TAREFAS
1 - Resuma o parágrafo do texto abaixo que começa com "O Porto Vitória é o canal mais glamouroso", mantendo os fatos principais.
2 - Substitua "Guindastes" por "Gruas" no trecho do texto abaixo que vai de "Por The Economist" até "azul e vermelho." e apresente o trecho resultante.
3 - As afirmações a seguir estão de acordo com o texto abaixo? Responda sim ou não a cada uma e cite literalmente as palavras do texto que decidem.
(a) As tarifas "recíprocas" dos Estados Unidos entraram em vigor um minuto depois do meio-dia de 9 de abril.
(b) O trabalho do porto foi interrompido no momento em que as tarifas entraram em vigor.
(c) Os cais ao longo do Canal Rambler têm menos de cinco quilômetros.

The Economist: A China pode lutar sozinha contra os Estados Unidos?

As duas maiores economias do mundo iniciam um poderoso conflito comercial que pode se estender pelos próximos meses

PUBLICIDADE

Por The Economist
Atualização:

O Porto Vitória é o canal mais glamouroso de Hong Kong. Mas é no Canal Rambler que o trabalho do porto acontece. Os cais ao longo de suas margens se estendem por mais de sete quilômetros. Guindastes, montados sobre trilhos ou com pneus de borracha, servem até 24 navios por vez. No ano passado, o porto circundante manipulou mais de 10 milhões dos contêineres padronizados que transportam mercadorias pelo mundo, empacotando a globalização em caixas de metal, em verde, azul e vermelho.

PUBLICIDADE

Nenhum sino ou sirene interrompeu o trabalho do porto um minuto depois do meio-dia, em 9 de abril - nada para marcar o momento em que as devastadoras tarifas “recíprocas” dos Estados Unidos entraram em vigor. Os contêineres continuaram circulando. A globalização continuou se movendo. Um motorista de caminhão careca deu marcha ré para se posicionar sob uma “empilhadeira retrátil”, que içou sua carga no ar, como um levantador de pesos levantando uma barra.

A cena era enganosamente decepcionante, pois um limite havia sido ultrapassado. A maioria das mercadorias que saem do porto − e outras semelhantes em toda a China − agora incorrerá em tarifas exorbitantes se entrarem nos Estados Unidos, o maior mercado do mundo e, até agora, seu mais ferrenho defensor do comércio global.

TRECHOS DOS REGISTROS
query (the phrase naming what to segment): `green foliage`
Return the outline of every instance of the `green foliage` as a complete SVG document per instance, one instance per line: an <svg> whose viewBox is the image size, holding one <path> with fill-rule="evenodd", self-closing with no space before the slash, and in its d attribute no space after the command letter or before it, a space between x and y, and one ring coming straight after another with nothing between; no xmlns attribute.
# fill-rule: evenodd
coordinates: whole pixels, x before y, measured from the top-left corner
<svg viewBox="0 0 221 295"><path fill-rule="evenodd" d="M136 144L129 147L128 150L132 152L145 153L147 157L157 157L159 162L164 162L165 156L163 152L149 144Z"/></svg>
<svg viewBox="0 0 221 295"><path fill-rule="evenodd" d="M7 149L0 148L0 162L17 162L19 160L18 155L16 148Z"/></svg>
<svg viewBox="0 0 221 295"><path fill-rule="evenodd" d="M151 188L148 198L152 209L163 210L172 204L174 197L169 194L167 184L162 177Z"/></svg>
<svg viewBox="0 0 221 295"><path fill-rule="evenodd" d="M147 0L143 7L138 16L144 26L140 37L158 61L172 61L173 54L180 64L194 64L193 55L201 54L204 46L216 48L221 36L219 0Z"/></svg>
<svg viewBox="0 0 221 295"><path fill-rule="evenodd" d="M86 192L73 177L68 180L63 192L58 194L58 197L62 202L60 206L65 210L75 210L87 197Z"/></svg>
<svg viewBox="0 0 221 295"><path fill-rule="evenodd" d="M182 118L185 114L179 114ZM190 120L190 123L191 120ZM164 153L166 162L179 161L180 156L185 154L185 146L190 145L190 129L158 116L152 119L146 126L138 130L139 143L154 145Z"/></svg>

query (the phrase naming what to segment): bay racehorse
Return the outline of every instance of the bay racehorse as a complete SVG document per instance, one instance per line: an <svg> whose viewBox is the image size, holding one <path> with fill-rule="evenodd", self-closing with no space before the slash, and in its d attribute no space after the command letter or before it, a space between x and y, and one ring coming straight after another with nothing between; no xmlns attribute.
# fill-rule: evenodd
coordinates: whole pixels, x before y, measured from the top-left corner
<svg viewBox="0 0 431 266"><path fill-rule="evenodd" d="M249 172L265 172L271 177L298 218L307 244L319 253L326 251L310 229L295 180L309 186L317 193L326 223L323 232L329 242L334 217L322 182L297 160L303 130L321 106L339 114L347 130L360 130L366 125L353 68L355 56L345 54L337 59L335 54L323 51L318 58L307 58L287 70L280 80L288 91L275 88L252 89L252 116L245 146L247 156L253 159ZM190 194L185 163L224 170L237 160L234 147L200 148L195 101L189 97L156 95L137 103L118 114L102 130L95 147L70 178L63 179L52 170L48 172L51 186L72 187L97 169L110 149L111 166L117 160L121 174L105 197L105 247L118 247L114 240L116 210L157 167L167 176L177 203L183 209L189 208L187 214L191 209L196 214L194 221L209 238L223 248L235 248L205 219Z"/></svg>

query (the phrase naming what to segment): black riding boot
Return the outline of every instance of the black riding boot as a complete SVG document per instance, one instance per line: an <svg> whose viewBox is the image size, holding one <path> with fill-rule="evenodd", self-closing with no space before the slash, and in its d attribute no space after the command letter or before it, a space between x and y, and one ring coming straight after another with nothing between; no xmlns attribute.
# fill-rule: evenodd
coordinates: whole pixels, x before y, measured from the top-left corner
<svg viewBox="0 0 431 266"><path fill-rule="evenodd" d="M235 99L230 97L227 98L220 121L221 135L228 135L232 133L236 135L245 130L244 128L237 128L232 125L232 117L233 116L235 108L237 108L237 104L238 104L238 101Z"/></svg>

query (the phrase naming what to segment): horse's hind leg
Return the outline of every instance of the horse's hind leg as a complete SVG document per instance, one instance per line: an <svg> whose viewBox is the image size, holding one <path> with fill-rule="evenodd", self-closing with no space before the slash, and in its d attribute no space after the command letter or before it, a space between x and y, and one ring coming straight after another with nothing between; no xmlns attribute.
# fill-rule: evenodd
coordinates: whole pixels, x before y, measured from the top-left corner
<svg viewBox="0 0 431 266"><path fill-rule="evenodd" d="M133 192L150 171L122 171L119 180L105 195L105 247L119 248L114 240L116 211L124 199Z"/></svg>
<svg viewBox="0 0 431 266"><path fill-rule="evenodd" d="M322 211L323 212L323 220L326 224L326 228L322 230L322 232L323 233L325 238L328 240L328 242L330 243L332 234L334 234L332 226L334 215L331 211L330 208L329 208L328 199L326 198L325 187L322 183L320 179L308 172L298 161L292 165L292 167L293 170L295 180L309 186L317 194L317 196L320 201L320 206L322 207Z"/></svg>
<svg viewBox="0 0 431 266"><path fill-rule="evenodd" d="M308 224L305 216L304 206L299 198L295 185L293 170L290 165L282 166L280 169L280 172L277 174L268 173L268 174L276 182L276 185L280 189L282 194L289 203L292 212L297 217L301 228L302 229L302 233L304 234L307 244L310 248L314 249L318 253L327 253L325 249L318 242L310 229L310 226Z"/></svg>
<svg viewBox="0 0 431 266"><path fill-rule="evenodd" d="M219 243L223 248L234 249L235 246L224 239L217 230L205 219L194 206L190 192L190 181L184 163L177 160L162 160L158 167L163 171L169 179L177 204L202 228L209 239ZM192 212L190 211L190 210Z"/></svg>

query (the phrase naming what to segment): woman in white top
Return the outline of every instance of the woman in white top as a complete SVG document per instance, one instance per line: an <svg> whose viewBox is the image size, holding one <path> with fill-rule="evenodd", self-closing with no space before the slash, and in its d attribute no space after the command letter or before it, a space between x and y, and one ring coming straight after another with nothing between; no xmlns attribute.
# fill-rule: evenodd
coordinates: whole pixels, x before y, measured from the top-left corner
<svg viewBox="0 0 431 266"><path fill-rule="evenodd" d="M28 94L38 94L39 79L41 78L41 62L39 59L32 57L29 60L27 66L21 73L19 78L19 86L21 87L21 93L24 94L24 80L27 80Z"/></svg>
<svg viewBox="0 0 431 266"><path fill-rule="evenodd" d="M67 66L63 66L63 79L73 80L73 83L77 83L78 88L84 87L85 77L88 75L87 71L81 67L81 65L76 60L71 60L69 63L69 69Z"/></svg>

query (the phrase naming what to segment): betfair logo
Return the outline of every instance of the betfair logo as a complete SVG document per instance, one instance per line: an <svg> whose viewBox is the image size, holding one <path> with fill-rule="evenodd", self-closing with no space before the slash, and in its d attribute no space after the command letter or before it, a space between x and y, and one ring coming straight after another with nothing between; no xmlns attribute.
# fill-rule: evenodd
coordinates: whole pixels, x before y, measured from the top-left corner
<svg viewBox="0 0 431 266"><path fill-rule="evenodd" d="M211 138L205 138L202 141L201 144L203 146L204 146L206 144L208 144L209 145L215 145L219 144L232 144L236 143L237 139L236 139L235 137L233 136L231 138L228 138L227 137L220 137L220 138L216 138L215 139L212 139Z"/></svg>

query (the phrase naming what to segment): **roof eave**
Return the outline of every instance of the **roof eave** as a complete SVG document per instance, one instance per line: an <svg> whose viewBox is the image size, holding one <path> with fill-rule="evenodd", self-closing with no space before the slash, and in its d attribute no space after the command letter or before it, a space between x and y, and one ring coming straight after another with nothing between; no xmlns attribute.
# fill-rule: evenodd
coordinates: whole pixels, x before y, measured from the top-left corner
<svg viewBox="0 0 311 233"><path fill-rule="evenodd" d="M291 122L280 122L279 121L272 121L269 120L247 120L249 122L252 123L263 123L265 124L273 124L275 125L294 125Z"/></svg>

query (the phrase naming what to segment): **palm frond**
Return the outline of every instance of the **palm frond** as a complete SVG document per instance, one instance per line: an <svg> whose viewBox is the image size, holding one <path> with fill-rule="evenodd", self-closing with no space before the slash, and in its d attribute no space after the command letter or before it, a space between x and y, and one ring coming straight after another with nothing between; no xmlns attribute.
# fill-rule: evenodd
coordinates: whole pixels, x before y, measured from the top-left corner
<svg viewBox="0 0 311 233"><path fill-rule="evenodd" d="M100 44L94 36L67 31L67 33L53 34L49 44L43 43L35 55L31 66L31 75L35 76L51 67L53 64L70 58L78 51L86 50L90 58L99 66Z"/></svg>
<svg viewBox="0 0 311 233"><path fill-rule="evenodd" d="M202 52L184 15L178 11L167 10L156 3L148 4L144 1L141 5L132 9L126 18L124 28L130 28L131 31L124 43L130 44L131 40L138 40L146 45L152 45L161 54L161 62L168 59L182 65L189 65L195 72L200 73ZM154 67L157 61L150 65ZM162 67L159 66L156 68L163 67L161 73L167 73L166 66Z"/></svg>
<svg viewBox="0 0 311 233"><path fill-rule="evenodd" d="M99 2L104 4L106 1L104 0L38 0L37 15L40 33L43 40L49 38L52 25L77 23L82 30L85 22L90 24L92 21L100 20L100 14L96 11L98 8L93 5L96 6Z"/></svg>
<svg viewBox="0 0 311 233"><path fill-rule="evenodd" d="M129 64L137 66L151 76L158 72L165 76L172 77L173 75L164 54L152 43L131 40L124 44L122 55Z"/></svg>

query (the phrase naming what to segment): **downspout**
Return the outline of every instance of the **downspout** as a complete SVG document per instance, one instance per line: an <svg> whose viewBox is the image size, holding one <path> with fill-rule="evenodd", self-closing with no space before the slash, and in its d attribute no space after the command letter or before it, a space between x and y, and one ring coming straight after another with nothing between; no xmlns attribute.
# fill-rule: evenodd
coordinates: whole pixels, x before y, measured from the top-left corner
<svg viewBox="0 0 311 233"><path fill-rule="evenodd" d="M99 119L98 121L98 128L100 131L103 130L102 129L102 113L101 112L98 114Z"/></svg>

...

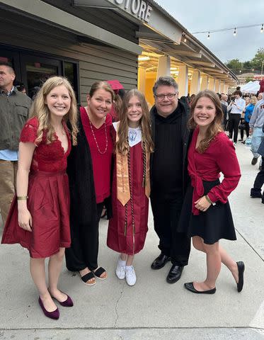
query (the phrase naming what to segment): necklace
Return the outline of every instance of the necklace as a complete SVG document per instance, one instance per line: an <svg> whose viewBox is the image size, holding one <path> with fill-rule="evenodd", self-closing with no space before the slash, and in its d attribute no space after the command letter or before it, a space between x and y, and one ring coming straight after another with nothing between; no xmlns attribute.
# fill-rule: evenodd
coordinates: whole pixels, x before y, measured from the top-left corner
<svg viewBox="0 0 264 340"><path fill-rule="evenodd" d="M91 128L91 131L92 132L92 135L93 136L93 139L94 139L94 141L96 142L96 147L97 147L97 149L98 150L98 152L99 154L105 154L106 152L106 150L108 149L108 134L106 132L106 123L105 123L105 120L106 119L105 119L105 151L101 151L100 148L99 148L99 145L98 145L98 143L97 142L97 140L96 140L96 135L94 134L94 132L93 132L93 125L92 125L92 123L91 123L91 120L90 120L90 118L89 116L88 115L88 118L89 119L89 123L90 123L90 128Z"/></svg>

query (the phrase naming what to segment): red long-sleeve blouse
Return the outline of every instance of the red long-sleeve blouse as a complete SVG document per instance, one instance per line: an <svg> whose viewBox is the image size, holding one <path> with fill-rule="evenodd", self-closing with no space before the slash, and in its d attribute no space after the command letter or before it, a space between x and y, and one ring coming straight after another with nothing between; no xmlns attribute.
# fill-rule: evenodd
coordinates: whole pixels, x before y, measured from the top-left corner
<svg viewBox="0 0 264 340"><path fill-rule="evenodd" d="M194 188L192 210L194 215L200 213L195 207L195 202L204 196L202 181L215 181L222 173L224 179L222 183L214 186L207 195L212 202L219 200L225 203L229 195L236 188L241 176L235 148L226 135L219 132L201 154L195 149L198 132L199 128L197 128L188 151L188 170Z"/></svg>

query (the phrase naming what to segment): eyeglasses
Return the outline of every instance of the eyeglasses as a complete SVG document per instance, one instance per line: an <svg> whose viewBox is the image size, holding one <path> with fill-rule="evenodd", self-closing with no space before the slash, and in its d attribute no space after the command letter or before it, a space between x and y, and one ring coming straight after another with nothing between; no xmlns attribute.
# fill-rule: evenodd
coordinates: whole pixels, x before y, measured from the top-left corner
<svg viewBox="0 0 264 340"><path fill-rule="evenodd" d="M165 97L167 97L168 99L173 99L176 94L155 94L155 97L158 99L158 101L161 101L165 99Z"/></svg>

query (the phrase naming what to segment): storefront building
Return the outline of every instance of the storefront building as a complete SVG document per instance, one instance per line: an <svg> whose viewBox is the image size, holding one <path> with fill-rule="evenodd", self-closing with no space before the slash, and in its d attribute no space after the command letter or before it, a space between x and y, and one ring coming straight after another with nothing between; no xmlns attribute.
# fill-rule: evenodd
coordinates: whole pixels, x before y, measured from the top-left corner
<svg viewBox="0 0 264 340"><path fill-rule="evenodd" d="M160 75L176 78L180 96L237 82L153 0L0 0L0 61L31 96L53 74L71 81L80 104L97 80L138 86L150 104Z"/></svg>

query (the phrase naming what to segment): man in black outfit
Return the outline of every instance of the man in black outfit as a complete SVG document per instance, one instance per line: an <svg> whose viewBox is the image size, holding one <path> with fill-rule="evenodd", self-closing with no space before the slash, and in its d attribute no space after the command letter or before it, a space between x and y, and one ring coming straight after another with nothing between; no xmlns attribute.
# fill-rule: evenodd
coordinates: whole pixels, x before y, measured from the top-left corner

RESPOSTAS DO EXERCÍCIO
1 - O Porto Vitória é o canal mais glamouroso de Hong Kong, mas o trabalho portuário acontece no Canal Rambler. Seus cais se estendem por mais de sete quilômetros, e os guindastes atendem até 24 navios ao mesmo tempo. No ano passado, o porto movimentou mais de 10 milhões de contêineres padronizados.

2 -
Por The Economist
Atualização:

O Porto Vitória é o canal mais glamouroso de Hong Kong. Mas é no Canal Rambler que o trabalho do porto acontece. Os cais ao longo de suas margens se estendem por mais de sete quilômetros. Gruas, montados sobre trilhos ou com pneus de borracha, servem até 24 navios por vez. No ano passado, o porto circundante manipulou mais de 10 milhões dos contêineres padronizados que transportam mercadorias pelo mundo, empacotando a globalização em caixas de metal, em verde, azul e vermelho.

3 -
(a) Sim: "Nenhum sino ou sirene interrompeu o trabalho do porto um minuto depois do meio-dia, em 9 de abril - nada para marcar o momento em que as devastadoras tarifas “recíprocas” dos Estados Unidos entraram em vigor."
(b) Não: "Nenhum sino ou sirene interrompeu o trabalho do porto".
(c) Não: "Os cais ao longo de suas margens se estendem por mais de sete quilômetros."